#### Exercise brief:
Transcribe the rest of the listing below, starting with the line that contains "Query: small white plaque" and ending with the last line, exactly as written.

#### The data:
== Segment start ==

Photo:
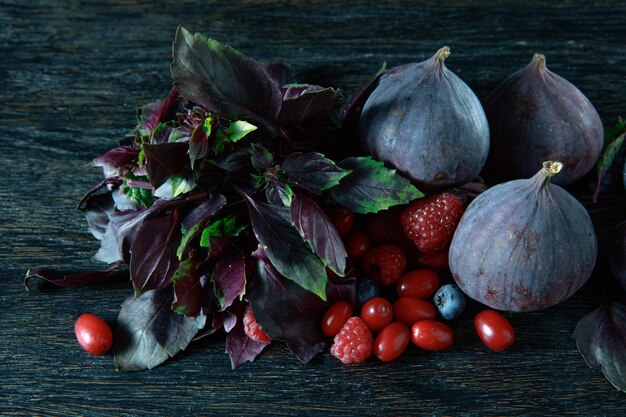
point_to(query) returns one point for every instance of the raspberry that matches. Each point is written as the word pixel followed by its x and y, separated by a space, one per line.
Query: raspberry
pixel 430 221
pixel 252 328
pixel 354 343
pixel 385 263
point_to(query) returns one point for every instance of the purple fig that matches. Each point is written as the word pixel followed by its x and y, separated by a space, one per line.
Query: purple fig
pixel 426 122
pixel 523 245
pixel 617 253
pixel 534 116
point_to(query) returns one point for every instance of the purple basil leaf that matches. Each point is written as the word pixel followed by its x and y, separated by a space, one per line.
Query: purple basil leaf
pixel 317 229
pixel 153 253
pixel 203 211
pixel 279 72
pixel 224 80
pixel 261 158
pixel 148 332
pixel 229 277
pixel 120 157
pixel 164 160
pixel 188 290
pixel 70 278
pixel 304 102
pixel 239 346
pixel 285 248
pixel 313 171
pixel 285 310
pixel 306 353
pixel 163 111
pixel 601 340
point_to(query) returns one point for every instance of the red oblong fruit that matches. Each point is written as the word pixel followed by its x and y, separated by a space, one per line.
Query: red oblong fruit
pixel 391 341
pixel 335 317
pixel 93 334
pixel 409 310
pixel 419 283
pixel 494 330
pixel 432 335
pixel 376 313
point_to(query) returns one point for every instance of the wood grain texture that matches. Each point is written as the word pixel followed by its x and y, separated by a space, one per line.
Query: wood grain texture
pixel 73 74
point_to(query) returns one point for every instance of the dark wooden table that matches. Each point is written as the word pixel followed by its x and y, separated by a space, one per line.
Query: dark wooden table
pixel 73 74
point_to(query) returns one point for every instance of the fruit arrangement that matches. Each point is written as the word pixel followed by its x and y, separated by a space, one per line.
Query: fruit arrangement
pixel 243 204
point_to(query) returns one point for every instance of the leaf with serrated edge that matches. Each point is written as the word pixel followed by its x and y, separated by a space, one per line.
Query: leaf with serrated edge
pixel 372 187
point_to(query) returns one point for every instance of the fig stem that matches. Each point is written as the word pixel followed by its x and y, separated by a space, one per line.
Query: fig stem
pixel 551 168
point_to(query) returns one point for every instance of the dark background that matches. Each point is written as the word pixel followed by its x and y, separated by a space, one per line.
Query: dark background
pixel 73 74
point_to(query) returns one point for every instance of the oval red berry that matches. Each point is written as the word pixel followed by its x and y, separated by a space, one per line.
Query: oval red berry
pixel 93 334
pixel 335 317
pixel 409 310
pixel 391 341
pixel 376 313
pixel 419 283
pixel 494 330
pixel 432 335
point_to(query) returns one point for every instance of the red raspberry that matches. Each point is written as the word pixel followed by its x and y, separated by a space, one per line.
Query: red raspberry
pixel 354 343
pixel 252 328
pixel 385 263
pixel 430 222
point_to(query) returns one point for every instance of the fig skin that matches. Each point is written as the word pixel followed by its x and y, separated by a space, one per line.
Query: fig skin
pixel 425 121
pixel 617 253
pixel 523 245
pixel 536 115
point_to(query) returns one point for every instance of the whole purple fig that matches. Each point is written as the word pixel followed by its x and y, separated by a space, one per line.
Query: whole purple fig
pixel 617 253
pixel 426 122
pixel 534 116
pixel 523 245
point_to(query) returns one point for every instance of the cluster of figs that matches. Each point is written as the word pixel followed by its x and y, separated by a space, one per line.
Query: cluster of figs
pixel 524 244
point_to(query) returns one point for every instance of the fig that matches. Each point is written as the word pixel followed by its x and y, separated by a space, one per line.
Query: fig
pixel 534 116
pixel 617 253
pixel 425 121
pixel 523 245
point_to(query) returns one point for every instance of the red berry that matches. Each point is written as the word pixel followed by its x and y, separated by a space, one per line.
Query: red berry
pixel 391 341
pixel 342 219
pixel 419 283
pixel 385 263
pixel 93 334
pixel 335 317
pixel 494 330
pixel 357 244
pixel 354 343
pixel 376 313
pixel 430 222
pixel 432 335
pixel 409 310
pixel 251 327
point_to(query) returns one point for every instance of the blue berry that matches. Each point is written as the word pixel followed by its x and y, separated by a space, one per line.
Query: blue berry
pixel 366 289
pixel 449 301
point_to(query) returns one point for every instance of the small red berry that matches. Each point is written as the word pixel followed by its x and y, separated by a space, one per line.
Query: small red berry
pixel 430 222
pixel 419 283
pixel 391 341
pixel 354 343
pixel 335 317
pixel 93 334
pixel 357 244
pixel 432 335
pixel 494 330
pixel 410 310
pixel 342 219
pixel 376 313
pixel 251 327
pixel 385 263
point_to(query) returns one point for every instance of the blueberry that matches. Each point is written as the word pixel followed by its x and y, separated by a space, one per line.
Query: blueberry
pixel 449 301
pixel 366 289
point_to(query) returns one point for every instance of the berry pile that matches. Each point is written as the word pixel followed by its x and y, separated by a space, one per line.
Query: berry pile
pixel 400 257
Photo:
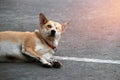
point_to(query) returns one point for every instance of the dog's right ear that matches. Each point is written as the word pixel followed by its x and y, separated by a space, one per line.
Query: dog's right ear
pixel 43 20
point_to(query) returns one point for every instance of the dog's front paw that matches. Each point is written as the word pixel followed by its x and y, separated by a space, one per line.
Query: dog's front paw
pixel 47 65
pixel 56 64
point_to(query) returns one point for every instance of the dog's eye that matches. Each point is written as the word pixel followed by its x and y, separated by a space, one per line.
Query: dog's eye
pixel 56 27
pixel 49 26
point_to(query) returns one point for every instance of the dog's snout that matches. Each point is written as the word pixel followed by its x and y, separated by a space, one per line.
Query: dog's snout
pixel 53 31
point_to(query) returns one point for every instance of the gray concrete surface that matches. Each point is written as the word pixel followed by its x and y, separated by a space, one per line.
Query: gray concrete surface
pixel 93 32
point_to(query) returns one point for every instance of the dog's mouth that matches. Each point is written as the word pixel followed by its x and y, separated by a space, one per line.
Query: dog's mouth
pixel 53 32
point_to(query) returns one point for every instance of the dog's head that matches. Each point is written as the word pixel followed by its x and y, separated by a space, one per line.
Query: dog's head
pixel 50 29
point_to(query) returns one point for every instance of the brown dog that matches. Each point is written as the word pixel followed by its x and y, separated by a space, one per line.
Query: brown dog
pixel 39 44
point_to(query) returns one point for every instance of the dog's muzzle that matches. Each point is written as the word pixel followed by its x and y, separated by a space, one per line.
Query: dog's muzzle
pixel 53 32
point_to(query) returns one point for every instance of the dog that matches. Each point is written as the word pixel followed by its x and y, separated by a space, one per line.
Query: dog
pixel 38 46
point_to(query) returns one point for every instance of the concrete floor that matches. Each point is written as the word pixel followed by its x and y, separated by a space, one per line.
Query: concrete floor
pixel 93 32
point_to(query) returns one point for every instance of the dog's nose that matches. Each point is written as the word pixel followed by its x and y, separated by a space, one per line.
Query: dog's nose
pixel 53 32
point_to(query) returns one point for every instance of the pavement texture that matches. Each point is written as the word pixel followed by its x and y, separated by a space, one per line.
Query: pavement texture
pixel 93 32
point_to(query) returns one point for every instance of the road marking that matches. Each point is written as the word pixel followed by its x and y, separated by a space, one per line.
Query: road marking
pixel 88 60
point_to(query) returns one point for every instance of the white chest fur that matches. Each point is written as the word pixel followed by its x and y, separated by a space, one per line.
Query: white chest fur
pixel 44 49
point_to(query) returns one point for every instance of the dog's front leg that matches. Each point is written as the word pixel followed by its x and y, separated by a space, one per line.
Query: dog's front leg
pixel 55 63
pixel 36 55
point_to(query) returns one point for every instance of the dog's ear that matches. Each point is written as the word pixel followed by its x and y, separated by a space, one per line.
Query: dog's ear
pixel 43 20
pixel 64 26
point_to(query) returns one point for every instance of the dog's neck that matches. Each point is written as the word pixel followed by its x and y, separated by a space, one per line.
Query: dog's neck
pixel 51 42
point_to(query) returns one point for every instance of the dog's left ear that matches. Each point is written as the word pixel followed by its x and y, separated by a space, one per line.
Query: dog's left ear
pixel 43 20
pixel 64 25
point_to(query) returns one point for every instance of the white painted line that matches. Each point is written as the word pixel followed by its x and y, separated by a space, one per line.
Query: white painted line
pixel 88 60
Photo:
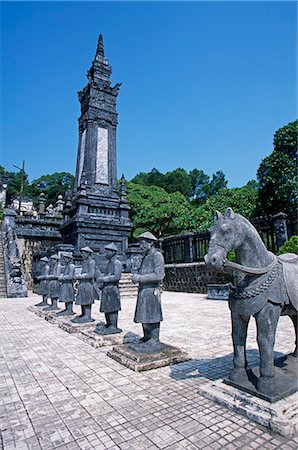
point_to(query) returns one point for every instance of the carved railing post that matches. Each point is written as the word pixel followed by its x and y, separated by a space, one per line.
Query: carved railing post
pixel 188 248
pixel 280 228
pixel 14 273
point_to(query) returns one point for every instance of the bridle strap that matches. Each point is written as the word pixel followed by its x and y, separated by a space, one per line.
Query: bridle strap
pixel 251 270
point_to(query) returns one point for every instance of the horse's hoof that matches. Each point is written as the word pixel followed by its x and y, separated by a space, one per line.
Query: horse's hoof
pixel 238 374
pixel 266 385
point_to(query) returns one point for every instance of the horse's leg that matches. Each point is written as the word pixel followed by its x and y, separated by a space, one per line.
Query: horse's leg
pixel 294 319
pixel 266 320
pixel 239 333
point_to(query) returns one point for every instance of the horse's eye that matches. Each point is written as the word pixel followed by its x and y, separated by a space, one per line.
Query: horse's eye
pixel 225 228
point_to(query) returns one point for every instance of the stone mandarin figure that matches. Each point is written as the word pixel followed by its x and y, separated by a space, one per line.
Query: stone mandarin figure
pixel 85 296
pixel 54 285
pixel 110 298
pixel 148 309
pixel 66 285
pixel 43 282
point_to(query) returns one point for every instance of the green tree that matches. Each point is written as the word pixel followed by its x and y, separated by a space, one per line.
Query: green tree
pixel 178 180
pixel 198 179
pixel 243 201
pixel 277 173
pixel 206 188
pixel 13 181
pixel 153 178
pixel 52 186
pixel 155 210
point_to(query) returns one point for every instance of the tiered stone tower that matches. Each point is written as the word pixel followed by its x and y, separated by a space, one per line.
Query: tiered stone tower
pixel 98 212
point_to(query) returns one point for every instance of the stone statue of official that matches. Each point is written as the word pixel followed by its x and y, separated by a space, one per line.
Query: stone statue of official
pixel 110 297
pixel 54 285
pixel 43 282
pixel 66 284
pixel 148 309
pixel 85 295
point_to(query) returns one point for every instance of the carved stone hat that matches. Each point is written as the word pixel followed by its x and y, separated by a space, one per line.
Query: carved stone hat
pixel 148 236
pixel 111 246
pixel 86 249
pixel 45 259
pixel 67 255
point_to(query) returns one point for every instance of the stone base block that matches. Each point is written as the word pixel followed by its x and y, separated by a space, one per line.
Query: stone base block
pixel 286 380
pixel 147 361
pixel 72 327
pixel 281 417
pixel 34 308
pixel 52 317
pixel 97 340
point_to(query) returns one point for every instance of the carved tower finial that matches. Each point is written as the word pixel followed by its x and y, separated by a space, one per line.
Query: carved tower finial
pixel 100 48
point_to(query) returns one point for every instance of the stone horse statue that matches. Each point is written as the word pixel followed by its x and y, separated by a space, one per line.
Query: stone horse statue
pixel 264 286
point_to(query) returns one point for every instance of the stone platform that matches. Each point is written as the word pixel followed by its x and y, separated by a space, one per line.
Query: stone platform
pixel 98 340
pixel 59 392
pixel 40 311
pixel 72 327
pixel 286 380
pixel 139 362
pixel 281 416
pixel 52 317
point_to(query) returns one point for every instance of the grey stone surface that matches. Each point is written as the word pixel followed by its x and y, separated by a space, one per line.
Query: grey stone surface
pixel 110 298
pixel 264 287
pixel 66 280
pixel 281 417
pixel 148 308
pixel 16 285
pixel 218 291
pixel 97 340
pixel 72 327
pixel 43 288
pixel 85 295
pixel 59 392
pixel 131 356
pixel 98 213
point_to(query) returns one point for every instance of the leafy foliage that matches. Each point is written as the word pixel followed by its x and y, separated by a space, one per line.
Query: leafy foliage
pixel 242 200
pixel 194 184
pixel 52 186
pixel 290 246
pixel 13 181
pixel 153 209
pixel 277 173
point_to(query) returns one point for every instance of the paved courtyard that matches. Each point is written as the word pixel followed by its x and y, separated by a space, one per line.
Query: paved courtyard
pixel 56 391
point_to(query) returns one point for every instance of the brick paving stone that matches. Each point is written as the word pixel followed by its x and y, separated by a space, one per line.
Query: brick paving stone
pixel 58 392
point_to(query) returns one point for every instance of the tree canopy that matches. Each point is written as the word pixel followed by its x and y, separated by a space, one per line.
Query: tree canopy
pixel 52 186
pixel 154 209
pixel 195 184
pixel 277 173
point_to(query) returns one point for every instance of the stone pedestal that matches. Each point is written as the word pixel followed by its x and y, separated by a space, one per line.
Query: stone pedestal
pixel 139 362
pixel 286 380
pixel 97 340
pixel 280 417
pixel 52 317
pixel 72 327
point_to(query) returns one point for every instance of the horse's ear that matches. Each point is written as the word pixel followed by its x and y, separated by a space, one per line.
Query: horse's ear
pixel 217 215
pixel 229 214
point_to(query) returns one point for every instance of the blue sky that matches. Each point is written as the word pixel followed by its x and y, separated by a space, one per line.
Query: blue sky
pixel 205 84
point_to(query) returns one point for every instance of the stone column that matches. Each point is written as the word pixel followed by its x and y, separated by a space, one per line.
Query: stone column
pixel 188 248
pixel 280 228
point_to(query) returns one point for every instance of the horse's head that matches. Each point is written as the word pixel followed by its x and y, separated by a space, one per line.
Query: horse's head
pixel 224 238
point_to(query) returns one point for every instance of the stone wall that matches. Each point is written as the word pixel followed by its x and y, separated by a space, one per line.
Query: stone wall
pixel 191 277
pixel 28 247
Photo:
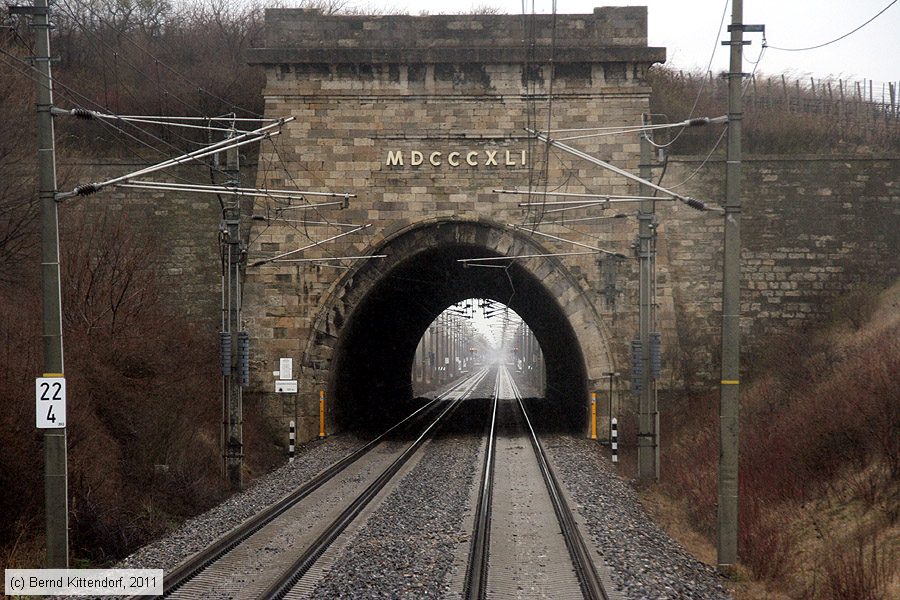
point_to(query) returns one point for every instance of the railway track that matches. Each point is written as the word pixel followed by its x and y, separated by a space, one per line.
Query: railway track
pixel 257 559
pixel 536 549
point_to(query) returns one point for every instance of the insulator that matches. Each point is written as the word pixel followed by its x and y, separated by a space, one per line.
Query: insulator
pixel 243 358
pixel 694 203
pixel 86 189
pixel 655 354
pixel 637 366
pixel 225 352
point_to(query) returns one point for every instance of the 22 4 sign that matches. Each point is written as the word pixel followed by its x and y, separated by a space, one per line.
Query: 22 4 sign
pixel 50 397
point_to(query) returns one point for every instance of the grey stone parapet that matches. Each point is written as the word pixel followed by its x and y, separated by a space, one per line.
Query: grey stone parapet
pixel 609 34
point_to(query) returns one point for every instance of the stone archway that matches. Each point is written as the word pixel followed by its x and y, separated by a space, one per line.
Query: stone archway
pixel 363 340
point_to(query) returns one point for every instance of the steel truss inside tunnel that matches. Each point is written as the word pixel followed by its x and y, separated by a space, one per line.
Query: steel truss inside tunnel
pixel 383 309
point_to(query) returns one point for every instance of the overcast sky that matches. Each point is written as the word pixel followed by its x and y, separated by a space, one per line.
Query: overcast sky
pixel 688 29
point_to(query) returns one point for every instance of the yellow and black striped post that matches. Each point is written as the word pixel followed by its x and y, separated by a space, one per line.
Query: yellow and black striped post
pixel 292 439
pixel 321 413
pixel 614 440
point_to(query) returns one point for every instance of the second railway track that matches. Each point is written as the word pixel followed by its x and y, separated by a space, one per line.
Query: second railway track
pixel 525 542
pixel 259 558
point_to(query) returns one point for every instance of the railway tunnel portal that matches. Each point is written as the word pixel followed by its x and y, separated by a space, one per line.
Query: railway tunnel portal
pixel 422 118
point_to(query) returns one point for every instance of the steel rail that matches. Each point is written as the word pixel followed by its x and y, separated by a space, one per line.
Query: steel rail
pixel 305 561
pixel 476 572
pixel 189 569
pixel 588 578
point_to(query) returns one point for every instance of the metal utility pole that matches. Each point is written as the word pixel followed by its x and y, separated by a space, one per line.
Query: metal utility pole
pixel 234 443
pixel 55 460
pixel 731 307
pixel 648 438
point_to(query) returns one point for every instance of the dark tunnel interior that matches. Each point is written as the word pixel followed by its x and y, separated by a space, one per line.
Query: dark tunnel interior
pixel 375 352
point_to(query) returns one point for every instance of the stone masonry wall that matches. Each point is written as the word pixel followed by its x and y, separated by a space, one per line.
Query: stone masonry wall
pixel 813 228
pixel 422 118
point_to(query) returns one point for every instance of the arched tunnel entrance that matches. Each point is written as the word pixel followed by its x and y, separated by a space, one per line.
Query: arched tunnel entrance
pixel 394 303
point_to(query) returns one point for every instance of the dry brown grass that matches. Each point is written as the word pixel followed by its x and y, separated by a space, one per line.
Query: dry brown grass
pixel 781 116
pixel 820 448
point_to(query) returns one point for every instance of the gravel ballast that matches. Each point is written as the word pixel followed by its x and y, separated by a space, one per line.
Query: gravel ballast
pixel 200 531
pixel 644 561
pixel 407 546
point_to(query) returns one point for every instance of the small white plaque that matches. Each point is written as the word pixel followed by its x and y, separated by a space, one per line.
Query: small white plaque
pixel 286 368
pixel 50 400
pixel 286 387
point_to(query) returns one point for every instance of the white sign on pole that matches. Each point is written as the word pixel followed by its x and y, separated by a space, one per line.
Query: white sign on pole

== Segment end ==

#### Task result:
Query: small white plaque
pixel 286 368
pixel 50 400
pixel 286 387
point_to(query) returns one point for every instance of the white sign on pole that matches. Each point is written as the word pixel followed by its x and y, separated by a space, one per line.
Query: white sign on pole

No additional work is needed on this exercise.